08 June 2013

Spring Bouldering Wyoming

Spring is here and moving quickly to summer. A long while has passed since my last post, but not because of any lack of bouldering. Because of too much bouldering in a time of decompression from a long year of graduate school, which I can add along with desk jobs as something that potentially kills people. The past weeks have been a time of failing on old problems, regaining fitness, and a few surprises including sneaking up a spectacular hard project from a season past (an event I have dubbed the "Fat Kid Miracle"). I have been amazed by how seamlessly a life of academic rhythm can flow so quickly into one of wild places and good stone where a calendar is lost to meaning. Complete abandon of one to reach into another. With summer on the way, and conditions changing daily, I will show here what has passed in the month behind us and a hint of the month ahead. So many good boulders in such beautiful places make for a classic Wyoming spring.

▶ _Data lines_
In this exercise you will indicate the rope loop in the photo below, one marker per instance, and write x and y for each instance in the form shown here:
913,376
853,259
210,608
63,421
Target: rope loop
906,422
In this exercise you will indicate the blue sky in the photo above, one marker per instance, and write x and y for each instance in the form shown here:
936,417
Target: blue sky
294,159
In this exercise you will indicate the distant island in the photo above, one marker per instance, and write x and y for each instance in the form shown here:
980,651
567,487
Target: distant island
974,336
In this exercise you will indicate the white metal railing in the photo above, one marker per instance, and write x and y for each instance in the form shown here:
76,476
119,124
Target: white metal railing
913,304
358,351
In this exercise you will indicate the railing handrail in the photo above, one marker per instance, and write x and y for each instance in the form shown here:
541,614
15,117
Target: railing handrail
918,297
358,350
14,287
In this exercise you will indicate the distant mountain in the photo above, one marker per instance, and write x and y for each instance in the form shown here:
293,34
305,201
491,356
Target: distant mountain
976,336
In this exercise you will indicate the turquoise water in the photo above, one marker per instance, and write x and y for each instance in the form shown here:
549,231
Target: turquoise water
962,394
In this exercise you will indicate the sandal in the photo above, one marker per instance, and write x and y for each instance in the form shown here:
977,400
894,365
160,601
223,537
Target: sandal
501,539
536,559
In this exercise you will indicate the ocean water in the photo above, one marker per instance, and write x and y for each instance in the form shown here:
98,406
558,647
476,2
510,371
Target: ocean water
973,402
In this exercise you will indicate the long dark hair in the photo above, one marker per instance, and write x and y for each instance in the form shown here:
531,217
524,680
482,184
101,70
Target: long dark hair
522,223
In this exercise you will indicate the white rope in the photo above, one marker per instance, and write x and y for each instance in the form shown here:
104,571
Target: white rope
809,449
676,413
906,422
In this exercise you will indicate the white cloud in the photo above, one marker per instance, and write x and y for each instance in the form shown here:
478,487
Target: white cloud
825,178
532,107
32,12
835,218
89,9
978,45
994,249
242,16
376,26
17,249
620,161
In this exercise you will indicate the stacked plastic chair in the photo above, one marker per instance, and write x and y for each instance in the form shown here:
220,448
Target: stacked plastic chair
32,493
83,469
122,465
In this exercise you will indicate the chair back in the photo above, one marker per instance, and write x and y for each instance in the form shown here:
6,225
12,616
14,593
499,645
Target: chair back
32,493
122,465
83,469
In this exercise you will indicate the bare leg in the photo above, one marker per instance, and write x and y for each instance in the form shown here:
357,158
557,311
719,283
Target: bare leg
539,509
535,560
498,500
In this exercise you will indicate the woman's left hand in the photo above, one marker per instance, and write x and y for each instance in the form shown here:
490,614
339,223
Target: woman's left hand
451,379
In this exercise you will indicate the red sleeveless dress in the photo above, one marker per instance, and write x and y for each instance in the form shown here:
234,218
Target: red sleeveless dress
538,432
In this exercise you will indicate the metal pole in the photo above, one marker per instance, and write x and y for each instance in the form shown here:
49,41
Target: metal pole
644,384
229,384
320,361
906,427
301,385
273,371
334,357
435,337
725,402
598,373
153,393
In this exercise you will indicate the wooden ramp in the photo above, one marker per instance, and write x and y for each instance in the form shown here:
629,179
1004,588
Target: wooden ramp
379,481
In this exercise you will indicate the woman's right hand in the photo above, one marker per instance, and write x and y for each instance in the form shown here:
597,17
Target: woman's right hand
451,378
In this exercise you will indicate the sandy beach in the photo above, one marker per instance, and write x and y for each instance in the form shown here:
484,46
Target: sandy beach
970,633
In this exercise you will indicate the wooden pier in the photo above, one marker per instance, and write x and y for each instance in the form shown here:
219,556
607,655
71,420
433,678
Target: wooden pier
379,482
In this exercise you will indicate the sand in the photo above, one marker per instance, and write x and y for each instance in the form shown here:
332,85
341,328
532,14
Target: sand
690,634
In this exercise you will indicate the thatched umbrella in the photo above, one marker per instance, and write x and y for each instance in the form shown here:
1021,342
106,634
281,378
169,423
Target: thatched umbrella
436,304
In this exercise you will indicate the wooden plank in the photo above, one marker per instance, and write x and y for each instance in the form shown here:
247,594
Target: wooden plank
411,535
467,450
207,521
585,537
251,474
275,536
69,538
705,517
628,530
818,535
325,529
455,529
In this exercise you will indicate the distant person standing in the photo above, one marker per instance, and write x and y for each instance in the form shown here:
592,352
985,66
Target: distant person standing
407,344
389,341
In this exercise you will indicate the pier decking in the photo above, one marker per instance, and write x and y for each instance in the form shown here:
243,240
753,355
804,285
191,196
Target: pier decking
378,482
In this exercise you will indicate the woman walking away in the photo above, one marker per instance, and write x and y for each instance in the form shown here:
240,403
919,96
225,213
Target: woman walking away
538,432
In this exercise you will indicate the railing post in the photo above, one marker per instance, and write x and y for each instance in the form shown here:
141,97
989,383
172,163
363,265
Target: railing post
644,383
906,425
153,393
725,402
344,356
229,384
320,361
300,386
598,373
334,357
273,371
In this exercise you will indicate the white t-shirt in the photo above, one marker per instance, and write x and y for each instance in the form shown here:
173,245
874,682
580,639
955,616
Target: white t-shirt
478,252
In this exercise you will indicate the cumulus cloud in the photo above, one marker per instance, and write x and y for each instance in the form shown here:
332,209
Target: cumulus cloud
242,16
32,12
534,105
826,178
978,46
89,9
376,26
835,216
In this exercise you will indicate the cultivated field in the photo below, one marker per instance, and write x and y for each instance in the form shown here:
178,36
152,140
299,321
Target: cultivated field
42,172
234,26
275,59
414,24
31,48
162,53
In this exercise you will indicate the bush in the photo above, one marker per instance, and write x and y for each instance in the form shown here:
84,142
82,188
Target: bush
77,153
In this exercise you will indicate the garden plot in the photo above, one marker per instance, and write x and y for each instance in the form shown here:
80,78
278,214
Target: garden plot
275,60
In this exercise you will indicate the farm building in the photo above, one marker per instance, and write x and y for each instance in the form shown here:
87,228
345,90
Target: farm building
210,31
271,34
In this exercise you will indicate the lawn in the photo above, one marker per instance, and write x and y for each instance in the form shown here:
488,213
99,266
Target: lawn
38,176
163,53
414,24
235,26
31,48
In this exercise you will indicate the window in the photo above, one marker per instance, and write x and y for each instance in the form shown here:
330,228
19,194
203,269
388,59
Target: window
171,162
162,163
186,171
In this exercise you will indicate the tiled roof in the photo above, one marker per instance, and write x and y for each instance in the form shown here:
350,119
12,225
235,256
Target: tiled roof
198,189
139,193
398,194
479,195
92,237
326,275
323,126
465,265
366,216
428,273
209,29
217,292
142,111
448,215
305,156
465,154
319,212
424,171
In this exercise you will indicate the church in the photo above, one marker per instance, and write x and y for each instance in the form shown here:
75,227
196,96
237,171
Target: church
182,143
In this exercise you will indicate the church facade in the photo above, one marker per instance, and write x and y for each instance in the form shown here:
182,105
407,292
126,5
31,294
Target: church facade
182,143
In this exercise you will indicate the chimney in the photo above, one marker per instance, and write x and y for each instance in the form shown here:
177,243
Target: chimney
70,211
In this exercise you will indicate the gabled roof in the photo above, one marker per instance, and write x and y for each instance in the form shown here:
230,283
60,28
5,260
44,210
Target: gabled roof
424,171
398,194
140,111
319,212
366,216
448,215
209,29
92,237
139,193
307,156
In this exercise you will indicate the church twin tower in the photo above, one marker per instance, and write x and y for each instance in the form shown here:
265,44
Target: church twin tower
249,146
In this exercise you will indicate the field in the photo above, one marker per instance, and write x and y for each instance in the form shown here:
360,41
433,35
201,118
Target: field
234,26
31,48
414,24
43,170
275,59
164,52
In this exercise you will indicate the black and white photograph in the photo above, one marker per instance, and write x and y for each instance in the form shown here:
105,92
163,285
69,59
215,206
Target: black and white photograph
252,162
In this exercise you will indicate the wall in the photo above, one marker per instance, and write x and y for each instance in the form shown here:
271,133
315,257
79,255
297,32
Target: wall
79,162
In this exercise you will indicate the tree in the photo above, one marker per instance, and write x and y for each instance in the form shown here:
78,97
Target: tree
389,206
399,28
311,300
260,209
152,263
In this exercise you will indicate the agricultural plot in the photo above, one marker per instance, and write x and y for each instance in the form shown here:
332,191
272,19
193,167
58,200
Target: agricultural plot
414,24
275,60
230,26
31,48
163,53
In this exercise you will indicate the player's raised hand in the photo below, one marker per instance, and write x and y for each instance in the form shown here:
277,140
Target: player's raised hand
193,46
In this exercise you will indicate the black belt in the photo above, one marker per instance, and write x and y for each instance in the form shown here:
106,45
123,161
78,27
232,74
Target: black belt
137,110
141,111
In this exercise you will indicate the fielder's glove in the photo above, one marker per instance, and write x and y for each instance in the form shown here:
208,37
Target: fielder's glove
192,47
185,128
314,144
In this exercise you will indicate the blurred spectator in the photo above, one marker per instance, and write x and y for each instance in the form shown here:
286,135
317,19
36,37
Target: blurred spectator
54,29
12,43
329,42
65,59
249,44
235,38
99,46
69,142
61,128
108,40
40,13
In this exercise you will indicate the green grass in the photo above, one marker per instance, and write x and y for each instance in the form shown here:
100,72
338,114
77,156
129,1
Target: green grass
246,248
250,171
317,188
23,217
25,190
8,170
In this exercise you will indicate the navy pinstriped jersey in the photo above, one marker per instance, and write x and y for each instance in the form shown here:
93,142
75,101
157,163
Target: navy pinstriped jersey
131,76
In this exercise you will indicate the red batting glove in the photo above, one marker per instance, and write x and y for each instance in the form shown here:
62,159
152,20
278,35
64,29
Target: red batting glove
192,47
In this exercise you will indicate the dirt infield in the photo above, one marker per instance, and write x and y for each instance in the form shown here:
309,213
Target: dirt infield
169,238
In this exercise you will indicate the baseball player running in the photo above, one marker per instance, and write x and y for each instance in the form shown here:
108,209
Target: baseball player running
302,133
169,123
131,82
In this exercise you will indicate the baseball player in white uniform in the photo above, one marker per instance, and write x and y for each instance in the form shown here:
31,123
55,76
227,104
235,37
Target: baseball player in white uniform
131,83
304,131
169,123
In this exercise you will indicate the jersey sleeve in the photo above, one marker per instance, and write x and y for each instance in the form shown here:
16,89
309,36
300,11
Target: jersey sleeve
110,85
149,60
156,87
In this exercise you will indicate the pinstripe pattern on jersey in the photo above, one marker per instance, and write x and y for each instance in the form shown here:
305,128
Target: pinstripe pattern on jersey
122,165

▶ _Problem to work on_
Carry on the spring bouldering post from its last sentence.

▶ _The response_
Neverland:
Spring in Neverland is always a reminder of lost fitness from a season bouldering inside. Winter training just doesn't prepare one for the rigors of full days and long walks to many problems. This spring was one of particular struggle for me to regain fitness. A long winter with little climbing yielded great entertainment as I struggled on my own problems from seasons past. It is always interesting to rework a known problem, and a great lesson.
Dr. Thunder on Memory of Ankylosaur V7/8, a problem with a touch of new beta putting the original V8 grade to question
Some help came this season from the south as Jamie Emerson, Justin Jaeger, and Wendy (who's last name I don't know) drove up to enjoy the good stone and conditions of a Neverland spring. They made the most of their trips and added several good lines to the area and repeated several others. Jaeger has turned the Columbine Cave into a finer variance-link-up-mayhem-problem-to-problem-chalk-every-hold-boulder than Morrison could ever be.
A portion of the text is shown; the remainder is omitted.